Directions
Copy exactly, please, the line that has "point(1090, 716)" in it along with every line after it to the end of the listing.

Data shown
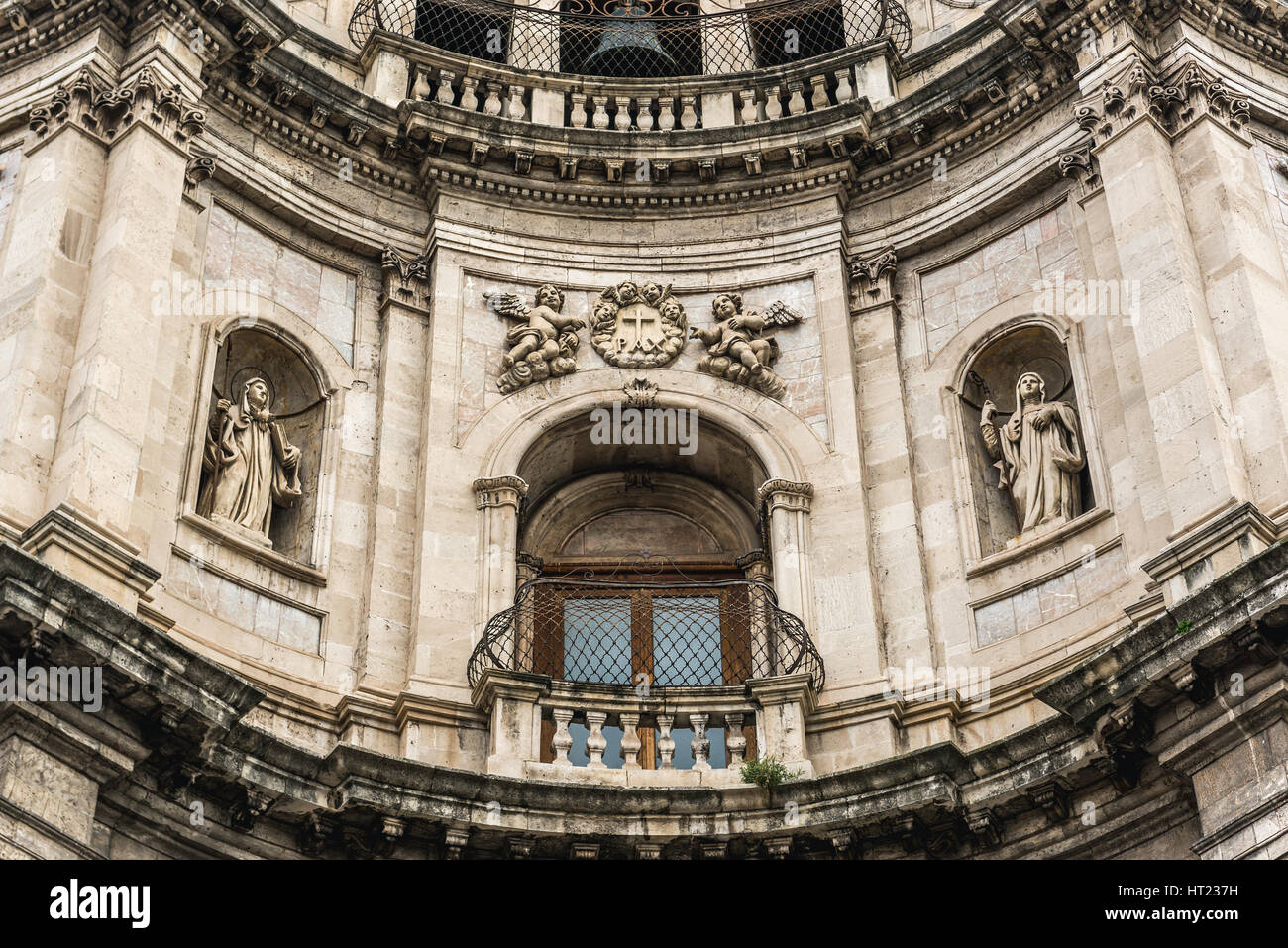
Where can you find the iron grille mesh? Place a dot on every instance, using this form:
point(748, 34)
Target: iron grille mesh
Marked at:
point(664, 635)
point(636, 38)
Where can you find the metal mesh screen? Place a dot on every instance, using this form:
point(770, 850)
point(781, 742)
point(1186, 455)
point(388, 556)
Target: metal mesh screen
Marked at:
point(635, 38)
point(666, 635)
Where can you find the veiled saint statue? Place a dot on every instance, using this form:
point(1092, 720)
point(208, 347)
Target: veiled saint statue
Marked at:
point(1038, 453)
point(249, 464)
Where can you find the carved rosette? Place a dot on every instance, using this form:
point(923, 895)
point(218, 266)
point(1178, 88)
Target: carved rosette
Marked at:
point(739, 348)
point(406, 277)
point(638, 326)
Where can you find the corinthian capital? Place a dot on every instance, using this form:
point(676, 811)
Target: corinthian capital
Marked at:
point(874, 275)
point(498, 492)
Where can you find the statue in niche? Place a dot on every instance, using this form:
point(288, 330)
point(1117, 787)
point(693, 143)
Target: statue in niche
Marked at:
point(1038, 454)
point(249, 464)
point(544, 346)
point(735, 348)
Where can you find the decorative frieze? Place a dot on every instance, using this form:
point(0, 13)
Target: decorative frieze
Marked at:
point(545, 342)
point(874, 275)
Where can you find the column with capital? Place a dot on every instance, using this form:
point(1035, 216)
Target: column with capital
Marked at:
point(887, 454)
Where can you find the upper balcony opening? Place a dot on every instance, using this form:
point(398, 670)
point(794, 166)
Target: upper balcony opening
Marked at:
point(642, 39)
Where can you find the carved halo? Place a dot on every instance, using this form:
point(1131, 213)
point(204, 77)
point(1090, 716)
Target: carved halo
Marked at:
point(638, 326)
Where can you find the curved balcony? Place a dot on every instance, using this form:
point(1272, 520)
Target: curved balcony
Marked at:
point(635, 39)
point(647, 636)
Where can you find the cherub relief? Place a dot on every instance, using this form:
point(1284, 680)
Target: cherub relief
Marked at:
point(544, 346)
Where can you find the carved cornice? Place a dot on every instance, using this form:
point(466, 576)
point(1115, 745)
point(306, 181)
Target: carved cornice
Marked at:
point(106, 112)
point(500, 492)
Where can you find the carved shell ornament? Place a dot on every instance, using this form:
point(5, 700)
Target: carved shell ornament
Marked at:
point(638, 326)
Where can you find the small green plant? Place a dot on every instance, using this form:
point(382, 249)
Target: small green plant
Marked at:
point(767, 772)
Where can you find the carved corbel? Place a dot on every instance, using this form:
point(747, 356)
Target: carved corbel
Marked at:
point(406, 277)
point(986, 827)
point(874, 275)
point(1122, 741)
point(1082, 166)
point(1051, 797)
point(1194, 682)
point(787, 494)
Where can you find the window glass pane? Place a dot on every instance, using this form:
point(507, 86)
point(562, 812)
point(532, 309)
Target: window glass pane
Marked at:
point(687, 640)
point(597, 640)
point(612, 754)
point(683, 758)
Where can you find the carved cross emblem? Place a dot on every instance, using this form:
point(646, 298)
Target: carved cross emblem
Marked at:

Response to this exercise
point(1090, 716)
Target: carved halo
Marked at:
point(638, 326)
Where can you find the curved balcony? Place a dot on every instance, using this form:
point(1272, 520)
Target: curved balcony
Marked at:
point(635, 39)
point(647, 636)
Where can you find the cherub relief? Place a dot on every instance, using this form:
point(1284, 680)
Target: cherub relief
Marked at:
point(544, 346)
Where can you find the carved cornice? Place a dot on every instance, using this form:
point(466, 576)
point(1115, 745)
point(306, 181)
Target: carved cornice
Marked at:
point(106, 112)
point(500, 492)
Where can you find the carved shell ornament? Place a dot on every instance, using this form:
point(5, 700)
Target: carved shell ornament
Marked at:
point(638, 326)
Where can you find the small green plant? Place a dot on every instance, using this form:
point(382, 249)
Target: small green plant
Marked at:
point(767, 772)
Where can you find the carved corbel? Place a dot on every instance, using this form:
point(747, 356)
Target: carved corbel
Marked at:
point(406, 277)
point(986, 827)
point(874, 275)
point(1122, 741)
point(1082, 166)
point(1051, 797)
point(1194, 682)
point(787, 494)
Where can you find the window glass pane? Place a dot on every instance, using this form:
point(507, 86)
point(562, 812)
point(532, 309)
Target: window glass pane
Marked at:
point(687, 640)
point(597, 640)
point(612, 754)
point(683, 758)
Where can you find the carved cross emblem? Place a dot on every instance, using this form:
point(646, 298)
Target: carved cross emblem
Marked at:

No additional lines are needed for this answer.